Selected excerpt
KC: Yeah! It’s a mind blowing painting. And when Holbein gets to the marble…everything just seems just right for what he was intending. And that idea is really powerful to me: that through skill and effort and knowledge, you can obtain results that are very much in line with what you were expecting. 


 

It’s interesting to me that since this painting is so overtly about a display of wealth, and wealth is associated with quality, there’s also such a high degree of detail in the painting itself—it really matches the subject. He couldn’t have made this painting in any other way; it had to be this detailed. 

KC: It had to, yeah! The paintings evoke a lot of power, and I think that’s just innately impressive, or, at least, they’re designed to grab your attention, and you just feel how much care went into making them—they feel like a real artifact, like a diamond almost, like it could live for so long.
 

 

It’s curious you mention care. That is what I am struck by in your work: this great degree of not just attention to detail, but a tenderness, a true care towards even the folds on a pant or in the shirt in He Is! (2021). I think it’s because of how you get light to do that ‘thing.’ One can only do that from a concern and genuine care for the subject in the painting, rather than merely relying on a deft artistic skill set. In “Studio Talk (for Miquel Barceló)” John Berger refers to that quality as ‘the face’ of the painting, which needn’t be a face per se—it can be a section of light on a pant leg, for instance. 

KC: Thank you, yeah. A big thing I want from my paintings is something I call ‘replay value,’ where it’s so good that you can view it again and keep exploring. It isn’t all just about the most efficient vehicle of communicating a point, it’s also about creating a space and a hospitable environment to feast your eyes on. 


 

Yes, there is so much to ‘feast your eyes on’ in the Holbein painting, both visually, but also symbolically. He could have demonstrated wealth in a number of ways, if that was the only message, if it was didactic in that way. 

KC: Yeah, he could have just painted their storage vault or something. 

 


Yes!

Provided records
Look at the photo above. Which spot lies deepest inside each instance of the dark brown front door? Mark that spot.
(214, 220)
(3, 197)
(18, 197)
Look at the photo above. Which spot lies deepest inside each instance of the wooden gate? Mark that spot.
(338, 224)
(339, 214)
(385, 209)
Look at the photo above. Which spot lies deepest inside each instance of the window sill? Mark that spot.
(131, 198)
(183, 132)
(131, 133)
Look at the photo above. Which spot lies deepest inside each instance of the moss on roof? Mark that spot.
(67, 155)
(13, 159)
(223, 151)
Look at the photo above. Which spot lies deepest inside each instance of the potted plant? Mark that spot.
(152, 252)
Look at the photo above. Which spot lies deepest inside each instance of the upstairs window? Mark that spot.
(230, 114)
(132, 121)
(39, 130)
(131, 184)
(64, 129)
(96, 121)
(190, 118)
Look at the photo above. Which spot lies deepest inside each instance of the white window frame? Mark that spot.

List of tasks
1. In the interview about Holbein's painting, what term does KC use for a painting being good enough to view again and keep exploring?
2. Carry on the interview about Holbein's painting from its last line.

Replies
1. 'Replay value.'

2.
KC: I definitely think [the painting is about] more than just wealth and power. That’s definitely part of it, but there’s also friendship and religious themes, there’s hope and optimism, and humanism in particular—this is a very humanist painting in the 16th century sense that I think is a good icon for the spirit of the age of that time period. I like the idea of encapsulating a spirit into a painting and trying to have it address all those extraneous details: there’s a central point that everything gravitates around, but then all the details fill in other questions, maybe aesthetic questions, it fills in more facets of that idea so that it feels more alive. 


 

Can we talk about that morphed skull in the middle of The Ambassadors painting? It seems to come out of nowhere. The first time I saw that painting in a book I thought it was a mistake in the printing, because it is so strange and so random and incoherent in relation to the rest. 

KC: I am surprised to hear that, because I see it as a sign of the subversion of death through technology and knowledge. So, I see this as a display of all this knowledge and futuristic technology at the time and how that can eventually promise the total eclipsing of this skull and the possibility of death.


 

That is such a coherent way of explaining what that could possibly mean. It’s brilliant. When you put yourself before a painting, another’s or even your own, is coherence something that you initially notice? 

KC: Yeah, definitely. I am always interested in why a painter made their decisions. For instance, in looking at the floor pattern in The Ambassadors, I was thinking that maybe they didn’t really have this floor and Holbein made it up so that he could have these circles that could identify the two figures as equals; and the triangular shape at the bottom gives the composition a kind of downward slope, which leads you from the figures, to the knowledge, to the askew skull. So that is one way I think people in this time period also thought–basically a graphic design sense. 


 

Are you thinking of “a graphic design sense” as in aesthetic coherence?

KC: Yes, design is useful because it’s more accessible, [it makes the paintings more accessible.]

 


How does that sense of design coherence in Holbein, then, figure in your own work?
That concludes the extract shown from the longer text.